═════ Excerpted text

500 signatures reached
To: Iowa House Speaker Linda Upmeyer, Iowa House Majority Leader Chris Hagenow, Iowa Senate Majority Leader Bill Dix
Ban Conversion Therapy in Iowa!
Legislation (HF93 & SF74) has been filed in the Iowa Legislature to ban the harmful and prehistoric practice known as conversion therapy. This dangerous practice results in the abuse of children under the guise of "fixing" their sexual orientation and/or gender identity. Iowa House Speaker Linda Upmeyer, Iowa House Majority Leader Chris Hagenow, and Iowa Senate Majority Leader Bill Dix all have the power to bring this legislation forward.
Why is this important?
All people deserve the right and liberty to be who they want to be. In Iowa, there are medical practitioners who do not share this belief and still practice an outdated and prehistoric treatment harmful to our youth.
One of the most dangerous medical therapies practiced against the lesbian, gay, bisexual, transgender, and questioning (LGBTQ) community is conversion, or reparative, therapy. This therapy is an outdated exercise that subjects individuals to abuse in an effort to change sexual orientation and/or gender identity. The manipulation includes institutionalization, castration, physical and sexual abuse, and electroconvulsive shock therapy. All of the nation's leading medical and mental health associations have long rejected the practice and said it is ineffective and dangerous, including the American Medical Association, American Counseling Association, and the American Academy of Pediatrics.
It is estimated that one in three LGBTQ people have been subjected to conversion therapy. Many are forced into it by their families who do not accept or understand their LGBTQ identity. According to a 2009 report by the American Psychological Association, results of this abusive therapy include depression, guilt, helplessness, hopelessness, shame, social withdrawal, substance abuse, stress, self-hatred, and a dramatic increase in suicide risk.
Individuals who have been subjected to conversion therapy and do not commit suicide are called survivors.
In a highly publicized case from the early 1970s, psychologist George Rekers treated a 5-year-old boy named Kirk Murphy, who had exhibited stereotypically feminine behavior such as a preference for girls' toys. Rekers instructed Murphy's parents to reward him for exhibiting "masculine" behavior and to punish him (by ignoring or even spanking him) when he displayed "feminine" behavior. Rekers claimed this treatment would prevent Murphy from "becoming gay." Later, Rekers published an article citing his treatment as a success. Even though Murphy came out years later, Rekers and other proponents of conversion therapy continue to use Murphy in an effort to deceive families and entrap clients struggling with the stigma and discrimination faced by the LGBTQ community. Murphy struggled with the severe psychological distress caused by Rekers's "treatments" throughout his life. He attempted to take his own life in his teens and at age 38 committed suicide.

══════════
═════ Dataset entries

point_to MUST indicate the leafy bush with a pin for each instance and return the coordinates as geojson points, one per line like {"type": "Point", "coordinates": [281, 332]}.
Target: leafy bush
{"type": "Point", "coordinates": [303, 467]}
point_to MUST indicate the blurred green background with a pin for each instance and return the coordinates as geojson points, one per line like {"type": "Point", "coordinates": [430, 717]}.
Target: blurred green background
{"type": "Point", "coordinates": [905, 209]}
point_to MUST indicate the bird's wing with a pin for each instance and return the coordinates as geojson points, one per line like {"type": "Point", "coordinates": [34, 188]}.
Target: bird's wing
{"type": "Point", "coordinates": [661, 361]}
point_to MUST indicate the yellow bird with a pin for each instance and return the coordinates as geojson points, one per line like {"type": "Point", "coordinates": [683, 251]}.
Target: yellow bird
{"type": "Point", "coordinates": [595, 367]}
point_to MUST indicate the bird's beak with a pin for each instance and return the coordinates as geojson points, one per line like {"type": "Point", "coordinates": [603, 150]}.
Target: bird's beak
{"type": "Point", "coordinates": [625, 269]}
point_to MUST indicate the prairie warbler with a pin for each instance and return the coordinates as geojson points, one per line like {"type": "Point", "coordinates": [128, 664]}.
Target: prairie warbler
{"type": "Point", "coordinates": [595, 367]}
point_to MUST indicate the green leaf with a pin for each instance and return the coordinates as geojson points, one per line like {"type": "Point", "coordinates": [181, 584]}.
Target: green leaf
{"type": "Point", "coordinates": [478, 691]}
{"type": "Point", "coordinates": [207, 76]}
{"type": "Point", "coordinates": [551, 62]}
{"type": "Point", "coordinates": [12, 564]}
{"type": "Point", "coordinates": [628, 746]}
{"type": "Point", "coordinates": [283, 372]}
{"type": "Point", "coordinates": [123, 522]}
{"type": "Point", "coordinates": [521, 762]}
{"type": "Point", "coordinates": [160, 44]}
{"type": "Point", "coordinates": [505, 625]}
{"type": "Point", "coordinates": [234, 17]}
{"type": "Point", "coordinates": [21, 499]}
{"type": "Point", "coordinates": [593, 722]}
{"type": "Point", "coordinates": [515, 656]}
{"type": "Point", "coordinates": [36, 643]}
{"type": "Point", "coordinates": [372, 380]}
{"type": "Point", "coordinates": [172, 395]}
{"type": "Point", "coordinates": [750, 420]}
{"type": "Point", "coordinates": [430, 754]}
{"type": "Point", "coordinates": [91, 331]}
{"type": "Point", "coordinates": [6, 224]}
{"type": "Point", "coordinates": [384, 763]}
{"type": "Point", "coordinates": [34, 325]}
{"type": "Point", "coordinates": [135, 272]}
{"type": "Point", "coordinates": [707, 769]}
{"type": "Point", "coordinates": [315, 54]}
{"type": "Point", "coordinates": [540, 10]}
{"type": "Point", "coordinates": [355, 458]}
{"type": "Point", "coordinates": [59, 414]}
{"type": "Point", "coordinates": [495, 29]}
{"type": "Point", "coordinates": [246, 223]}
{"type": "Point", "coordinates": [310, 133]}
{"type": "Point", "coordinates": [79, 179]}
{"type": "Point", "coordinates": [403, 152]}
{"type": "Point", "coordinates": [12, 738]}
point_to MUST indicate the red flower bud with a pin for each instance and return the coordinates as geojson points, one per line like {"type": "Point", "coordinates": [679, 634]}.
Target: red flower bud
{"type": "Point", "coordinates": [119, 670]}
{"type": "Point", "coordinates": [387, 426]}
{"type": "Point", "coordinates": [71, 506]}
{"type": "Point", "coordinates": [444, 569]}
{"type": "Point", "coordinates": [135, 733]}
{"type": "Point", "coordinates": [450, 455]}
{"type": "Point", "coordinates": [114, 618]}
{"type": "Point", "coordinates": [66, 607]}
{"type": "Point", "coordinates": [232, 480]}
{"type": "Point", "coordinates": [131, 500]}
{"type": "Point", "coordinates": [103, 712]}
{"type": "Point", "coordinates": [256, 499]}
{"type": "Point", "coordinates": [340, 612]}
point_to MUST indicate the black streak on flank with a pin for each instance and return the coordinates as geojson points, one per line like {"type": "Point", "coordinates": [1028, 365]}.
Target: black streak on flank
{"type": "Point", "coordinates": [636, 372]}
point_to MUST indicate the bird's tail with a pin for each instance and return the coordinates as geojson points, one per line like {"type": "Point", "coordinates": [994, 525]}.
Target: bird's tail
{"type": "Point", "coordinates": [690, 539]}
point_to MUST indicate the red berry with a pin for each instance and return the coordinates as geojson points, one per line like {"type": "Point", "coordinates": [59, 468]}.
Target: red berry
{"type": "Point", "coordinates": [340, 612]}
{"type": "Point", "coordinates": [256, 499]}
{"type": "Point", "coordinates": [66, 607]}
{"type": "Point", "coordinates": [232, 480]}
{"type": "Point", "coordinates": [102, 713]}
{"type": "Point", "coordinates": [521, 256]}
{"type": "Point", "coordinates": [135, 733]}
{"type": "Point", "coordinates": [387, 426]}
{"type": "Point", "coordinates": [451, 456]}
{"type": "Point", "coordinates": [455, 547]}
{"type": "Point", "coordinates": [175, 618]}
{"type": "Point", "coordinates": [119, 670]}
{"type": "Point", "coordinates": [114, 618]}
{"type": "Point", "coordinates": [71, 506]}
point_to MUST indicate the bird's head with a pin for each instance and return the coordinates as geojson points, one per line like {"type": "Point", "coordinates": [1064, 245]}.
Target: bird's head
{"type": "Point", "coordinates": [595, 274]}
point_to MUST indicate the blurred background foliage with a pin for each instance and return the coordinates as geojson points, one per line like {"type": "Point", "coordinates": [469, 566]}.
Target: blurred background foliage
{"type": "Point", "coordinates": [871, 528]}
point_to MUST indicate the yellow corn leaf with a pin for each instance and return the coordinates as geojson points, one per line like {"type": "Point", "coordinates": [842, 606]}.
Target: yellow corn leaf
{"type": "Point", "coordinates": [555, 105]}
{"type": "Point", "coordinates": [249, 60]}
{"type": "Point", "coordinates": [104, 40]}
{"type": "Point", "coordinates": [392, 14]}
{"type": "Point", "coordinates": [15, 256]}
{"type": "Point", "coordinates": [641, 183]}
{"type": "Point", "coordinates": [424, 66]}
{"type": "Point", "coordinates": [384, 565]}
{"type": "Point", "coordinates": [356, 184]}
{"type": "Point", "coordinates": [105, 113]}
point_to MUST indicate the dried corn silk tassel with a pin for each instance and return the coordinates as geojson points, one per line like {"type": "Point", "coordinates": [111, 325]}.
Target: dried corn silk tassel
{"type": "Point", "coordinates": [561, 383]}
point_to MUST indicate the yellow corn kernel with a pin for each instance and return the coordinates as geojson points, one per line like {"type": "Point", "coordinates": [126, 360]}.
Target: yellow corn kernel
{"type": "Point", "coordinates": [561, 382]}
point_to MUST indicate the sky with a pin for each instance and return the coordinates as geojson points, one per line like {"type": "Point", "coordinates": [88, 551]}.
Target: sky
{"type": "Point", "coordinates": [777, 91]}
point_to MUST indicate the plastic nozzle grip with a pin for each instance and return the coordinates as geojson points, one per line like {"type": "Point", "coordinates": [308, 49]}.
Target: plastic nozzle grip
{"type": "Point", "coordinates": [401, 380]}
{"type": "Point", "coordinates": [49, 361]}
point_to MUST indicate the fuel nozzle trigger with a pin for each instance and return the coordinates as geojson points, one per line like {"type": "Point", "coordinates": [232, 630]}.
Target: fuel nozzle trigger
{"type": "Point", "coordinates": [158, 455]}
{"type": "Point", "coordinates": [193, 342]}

══════════

> _Exercise prompt_
Which two bills does the petition say were filed in the Iowa Legislature to ban conversion therapy? Answer from the petition alone, without drawing on the material.

> _Response to this exercise_
HF93 and SF74.